● **해야 할 일**
아래 기록에서 "birch"라는 단어가 들어간 줄을 하나도 빠짐없이 찾아서 그대로 옮겨 적어 알려 주세요.
================
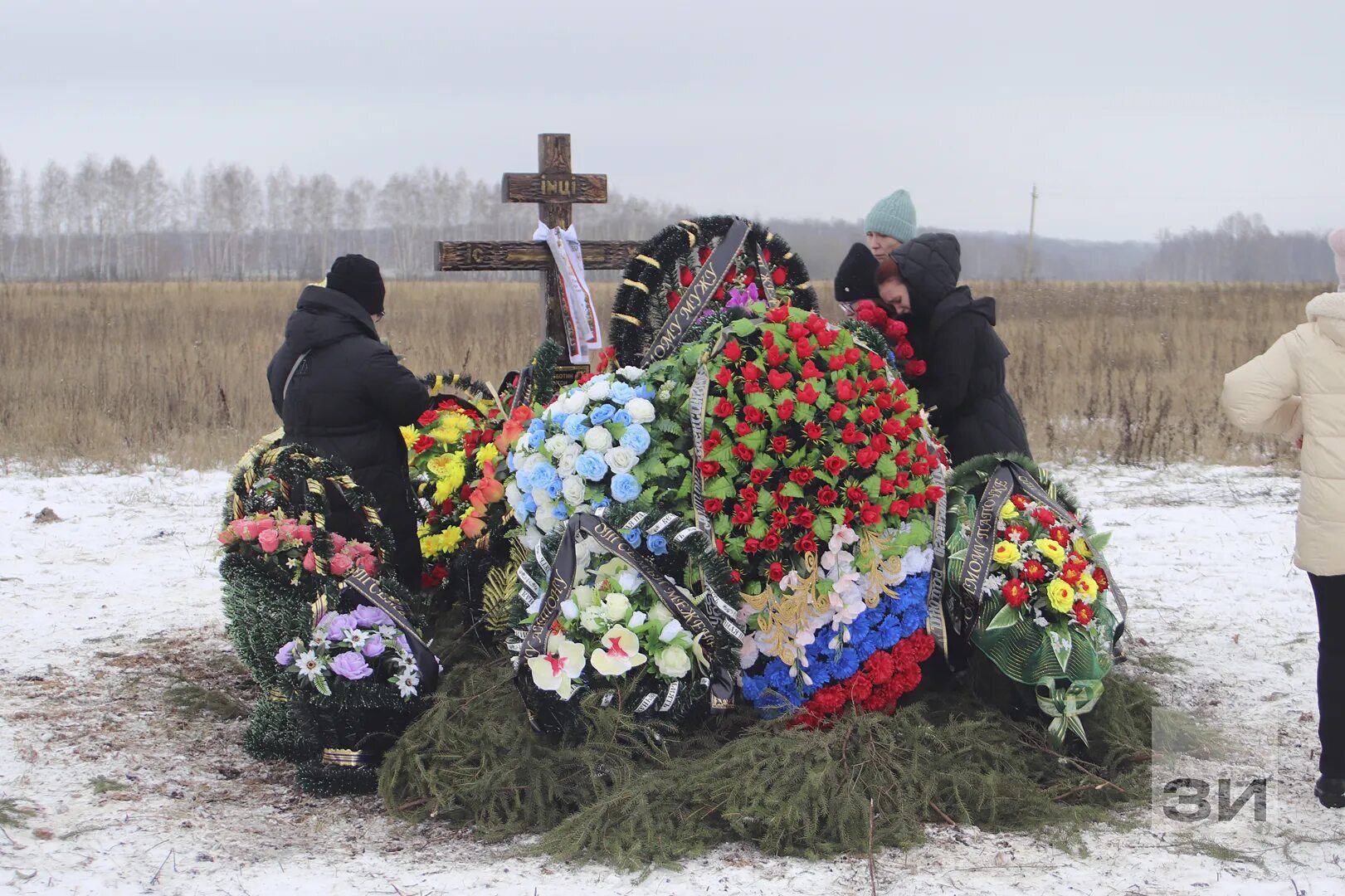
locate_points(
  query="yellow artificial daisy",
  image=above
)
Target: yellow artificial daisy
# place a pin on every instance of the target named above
(1061, 597)
(1007, 553)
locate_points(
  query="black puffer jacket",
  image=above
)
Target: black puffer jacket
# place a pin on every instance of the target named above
(348, 398)
(954, 334)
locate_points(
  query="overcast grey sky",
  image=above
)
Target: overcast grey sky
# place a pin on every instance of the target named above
(1130, 116)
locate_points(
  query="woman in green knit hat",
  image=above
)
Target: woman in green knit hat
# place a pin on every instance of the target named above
(890, 222)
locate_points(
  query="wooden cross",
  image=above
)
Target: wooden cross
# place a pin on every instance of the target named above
(554, 190)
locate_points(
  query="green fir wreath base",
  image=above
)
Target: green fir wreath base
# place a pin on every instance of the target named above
(636, 794)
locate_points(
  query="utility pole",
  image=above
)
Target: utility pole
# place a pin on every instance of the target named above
(1032, 231)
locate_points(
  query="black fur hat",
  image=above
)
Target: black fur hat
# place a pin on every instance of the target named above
(855, 277)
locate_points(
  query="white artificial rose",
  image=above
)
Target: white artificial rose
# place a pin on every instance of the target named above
(621, 459)
(616, 606)
(673, 662)
(597, 439)
(599, 389)
(573, 490)
(641, 411)
(593, 619)
(556, 444)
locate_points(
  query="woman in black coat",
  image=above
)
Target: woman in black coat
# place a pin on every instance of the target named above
(963, 385)
(339, 389)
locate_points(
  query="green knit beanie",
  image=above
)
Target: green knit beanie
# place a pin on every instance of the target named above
(894, 217)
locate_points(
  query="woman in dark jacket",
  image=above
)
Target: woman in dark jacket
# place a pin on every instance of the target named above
(963, 387)
(339, 389)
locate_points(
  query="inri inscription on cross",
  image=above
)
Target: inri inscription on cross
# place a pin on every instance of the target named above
(554, 188)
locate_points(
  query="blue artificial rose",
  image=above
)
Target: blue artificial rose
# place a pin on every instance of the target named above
(602, 415)
(574, 426)
(636, 437)
(591, 465)
(626, 487)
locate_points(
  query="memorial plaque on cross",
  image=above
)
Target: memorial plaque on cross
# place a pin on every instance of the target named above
(554, 188)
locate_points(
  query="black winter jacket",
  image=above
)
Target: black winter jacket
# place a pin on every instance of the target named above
(954, 334)
(348, 398)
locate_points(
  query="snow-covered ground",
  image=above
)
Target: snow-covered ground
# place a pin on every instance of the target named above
(117, 601)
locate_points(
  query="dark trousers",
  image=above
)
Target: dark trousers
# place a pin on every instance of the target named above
(1330, 672)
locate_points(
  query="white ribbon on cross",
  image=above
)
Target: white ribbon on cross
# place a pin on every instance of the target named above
(582, 329)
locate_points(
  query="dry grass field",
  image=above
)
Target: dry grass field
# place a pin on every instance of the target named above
(125, 373)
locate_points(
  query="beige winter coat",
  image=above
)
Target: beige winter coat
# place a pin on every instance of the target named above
(1297, 389)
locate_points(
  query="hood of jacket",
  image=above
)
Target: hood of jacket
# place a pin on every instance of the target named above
(929, 265)
(1328, 313)
(324, 316)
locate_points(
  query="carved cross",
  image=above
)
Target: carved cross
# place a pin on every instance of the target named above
(554, 188)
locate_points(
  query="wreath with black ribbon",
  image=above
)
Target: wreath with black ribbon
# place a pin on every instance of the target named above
(681, 274)
(549, 577)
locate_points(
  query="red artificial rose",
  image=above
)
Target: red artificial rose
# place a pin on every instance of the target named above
(1016, 593)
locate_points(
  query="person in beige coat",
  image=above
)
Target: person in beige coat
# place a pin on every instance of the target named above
(1297, 392)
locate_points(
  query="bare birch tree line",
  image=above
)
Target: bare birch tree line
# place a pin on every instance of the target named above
(120, 221)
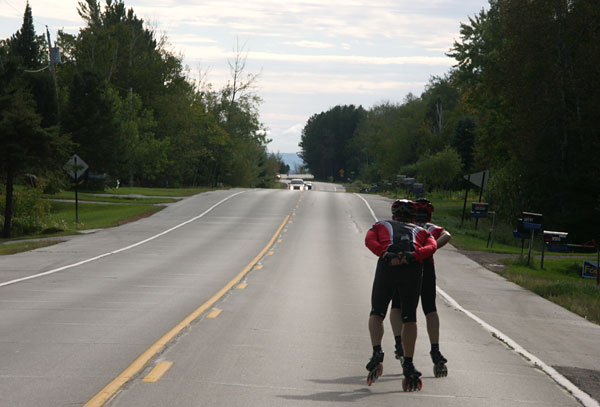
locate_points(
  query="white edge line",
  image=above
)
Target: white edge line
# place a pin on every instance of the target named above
(45, 273)
(579, 394)
(368, 206)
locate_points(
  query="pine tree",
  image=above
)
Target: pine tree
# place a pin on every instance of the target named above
(26, 44)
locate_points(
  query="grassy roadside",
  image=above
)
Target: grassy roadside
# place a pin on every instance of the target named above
(559, 281)
(18, 247)
(104, 197)
(111, 208)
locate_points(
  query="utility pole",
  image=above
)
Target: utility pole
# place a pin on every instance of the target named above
(54, 55)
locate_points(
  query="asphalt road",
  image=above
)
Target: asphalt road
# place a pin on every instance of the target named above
(293, 333)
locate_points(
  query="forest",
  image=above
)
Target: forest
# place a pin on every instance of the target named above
(522, 101)
(125, 104)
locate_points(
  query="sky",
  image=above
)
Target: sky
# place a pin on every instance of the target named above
(310, 55)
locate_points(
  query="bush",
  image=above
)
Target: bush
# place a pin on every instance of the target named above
(30, 212)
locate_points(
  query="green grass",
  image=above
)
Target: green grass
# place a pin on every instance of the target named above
(172, 192)
(560, 282)
(18, 247)
(86, 196)
(96, 216)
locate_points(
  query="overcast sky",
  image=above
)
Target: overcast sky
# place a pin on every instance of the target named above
(311, 54)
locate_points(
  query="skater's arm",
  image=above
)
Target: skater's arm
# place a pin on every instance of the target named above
(426, 246)
(444, 238)
(378, 239)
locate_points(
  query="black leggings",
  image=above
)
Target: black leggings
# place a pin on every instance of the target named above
(403, 282)
(428, 292)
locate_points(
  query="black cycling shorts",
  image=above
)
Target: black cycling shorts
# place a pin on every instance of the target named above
(402, 281)
(428, 290)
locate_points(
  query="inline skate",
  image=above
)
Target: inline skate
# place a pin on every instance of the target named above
(439, 364)
(412, 377)
(375, 367)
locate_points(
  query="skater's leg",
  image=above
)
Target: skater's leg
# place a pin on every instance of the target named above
(409, 338)
(433, 327)
(396, 320)
(376, 329)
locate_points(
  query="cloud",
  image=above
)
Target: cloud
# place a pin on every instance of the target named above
(309, 44)
(294, 130)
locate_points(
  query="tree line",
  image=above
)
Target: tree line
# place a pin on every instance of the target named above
(523, 101)
(127, 106)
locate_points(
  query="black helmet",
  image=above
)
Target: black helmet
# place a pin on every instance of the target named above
(424, 210)
(403, 209)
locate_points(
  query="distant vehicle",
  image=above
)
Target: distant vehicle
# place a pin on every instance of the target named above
(296, 183)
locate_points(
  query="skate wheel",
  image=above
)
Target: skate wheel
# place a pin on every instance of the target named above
(440, 370)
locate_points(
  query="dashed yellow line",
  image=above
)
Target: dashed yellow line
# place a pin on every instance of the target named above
(111, 388)
(159, 370)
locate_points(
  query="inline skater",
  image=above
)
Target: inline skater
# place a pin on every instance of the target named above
(401, 247)
(428, 293)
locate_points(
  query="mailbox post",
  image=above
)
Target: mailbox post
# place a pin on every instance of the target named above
(531, 222)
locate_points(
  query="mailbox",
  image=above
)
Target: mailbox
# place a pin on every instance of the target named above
(520, 232)
(556, 241)
(532, 221)
(479, 209)
(555, 237)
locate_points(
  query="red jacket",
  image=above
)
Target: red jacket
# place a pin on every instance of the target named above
(394, 236)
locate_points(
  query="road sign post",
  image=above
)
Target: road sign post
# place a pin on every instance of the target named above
(76, 167)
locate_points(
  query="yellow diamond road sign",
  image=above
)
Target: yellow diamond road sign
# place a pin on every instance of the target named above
(75, 167)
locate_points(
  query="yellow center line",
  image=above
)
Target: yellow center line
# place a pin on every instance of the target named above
(159, 370)
(111, 388)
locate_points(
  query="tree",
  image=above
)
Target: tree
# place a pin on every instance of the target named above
(326, 145)
(439, 170)
(523, 71)
(26, 146)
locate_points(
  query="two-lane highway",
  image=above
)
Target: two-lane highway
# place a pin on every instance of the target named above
(294, 332)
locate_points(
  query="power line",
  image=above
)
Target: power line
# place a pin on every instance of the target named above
(13, 7)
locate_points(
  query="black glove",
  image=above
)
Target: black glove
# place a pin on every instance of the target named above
(388, 256)
(409, 256)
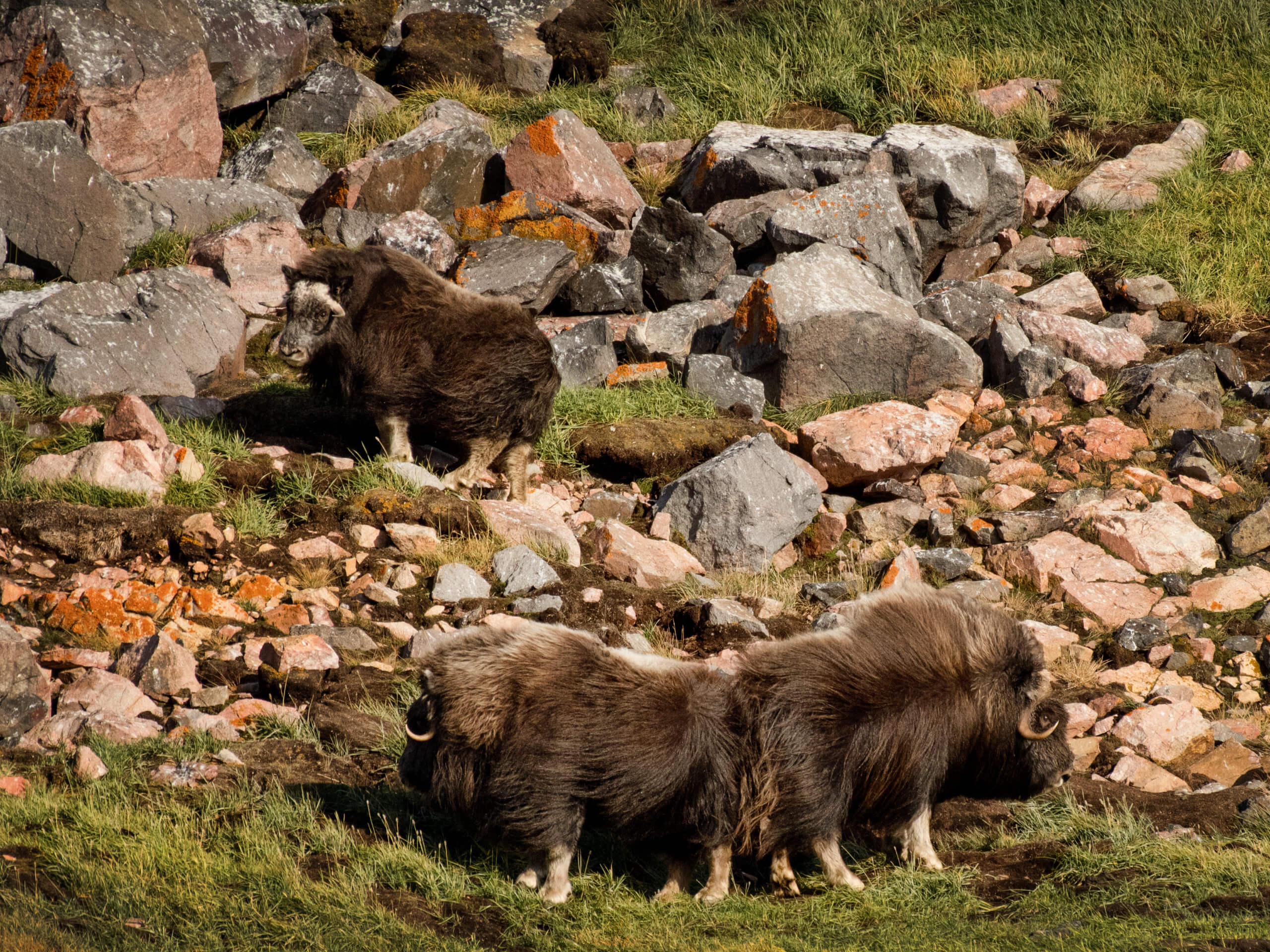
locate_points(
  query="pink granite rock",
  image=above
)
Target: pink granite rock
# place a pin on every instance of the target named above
(881, 441)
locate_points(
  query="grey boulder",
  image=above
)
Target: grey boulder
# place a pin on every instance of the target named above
(277, 160)
(684, 258)
(964, 188)
(330, 99)
(742, 507)
(521, 569)
(167, 332)
(531, 272)
(677, 332)
(584, 355)
(713, 376)
(863, 215)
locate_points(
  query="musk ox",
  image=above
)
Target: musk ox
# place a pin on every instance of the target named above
(529, 730)
(379, 329)
(922, 696)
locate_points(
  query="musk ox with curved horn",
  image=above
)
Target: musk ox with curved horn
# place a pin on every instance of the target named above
(380, 329)
(530, 729)
(920, 697)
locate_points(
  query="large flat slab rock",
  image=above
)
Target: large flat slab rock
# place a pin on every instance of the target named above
(167, 333)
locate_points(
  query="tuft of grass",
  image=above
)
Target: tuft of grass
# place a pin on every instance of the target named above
(252, 515)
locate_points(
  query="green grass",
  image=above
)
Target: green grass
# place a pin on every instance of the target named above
(225, 869)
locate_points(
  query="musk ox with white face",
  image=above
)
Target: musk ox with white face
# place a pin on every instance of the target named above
(530, 729)
(379, 329)
(920, 697)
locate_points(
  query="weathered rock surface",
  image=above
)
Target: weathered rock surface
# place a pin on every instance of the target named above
(330, 99)
(877, 442)
(684, 258)
(277, 160)
(817, 324)
(561, 158)
(863, 215)
(254, 50)
(741, 508)
(135, 89)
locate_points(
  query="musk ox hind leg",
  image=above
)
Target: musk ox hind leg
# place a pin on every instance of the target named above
(395, 437)
(836, 871)
(480, 454)
(915, 839)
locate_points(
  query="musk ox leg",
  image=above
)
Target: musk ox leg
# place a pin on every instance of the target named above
(395, 437)
(783, 875)
(720, 875)
(835, 870)
(513, 464)
(677, 879)
(480, 454)
(915, 839)
(558, 889)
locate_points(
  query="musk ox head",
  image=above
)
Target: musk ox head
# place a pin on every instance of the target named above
(313, 313)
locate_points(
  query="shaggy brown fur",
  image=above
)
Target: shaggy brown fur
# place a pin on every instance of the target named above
(917, 700)
(380, 329)
(532, 728)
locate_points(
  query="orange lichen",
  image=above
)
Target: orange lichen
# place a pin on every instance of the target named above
(46, 85)
(541, 136)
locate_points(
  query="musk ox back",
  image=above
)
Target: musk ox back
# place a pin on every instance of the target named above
(379, 329)
(530, 729)
(922, 696)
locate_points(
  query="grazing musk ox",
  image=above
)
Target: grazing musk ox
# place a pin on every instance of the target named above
(381, 329)
(922, 696)
(526, 730)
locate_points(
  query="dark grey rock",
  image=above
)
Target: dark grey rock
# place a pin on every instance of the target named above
(255, 49)
(330, 99)
(671, 336)
(645, 105)
(741, 508)
(684, 258)
(829, 593)
(968, 309)
(277, 160)
(609, 506)
(166, 332)
(949, 563)
(1021, 526)
(879, 234)
(521, 569)
(584, 353)
(531, 272)
(605, 289)
(1142, 634)
(1234, 446)
(713, 376)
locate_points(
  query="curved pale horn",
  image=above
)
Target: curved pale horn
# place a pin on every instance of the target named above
(1025, 726)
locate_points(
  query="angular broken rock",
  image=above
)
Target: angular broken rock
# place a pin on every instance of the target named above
(517, 522)
(876, 442)
(683, 257)
(817, 324)
(135, 89)
(677, 332)
(967, 188)
(561, 158)
(531, 272)
(644, 561)
(1162, 538)
(741, 508)
(277, 160)
(863, 215)
(1124, 184)
(330, 99)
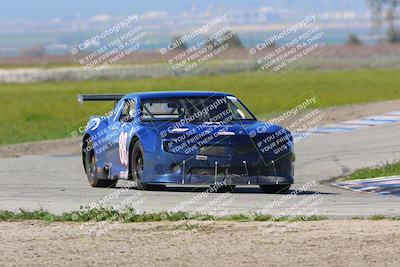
================
● **문제 풀이**
  query="bare birch tree line",
Target: bare birch tree line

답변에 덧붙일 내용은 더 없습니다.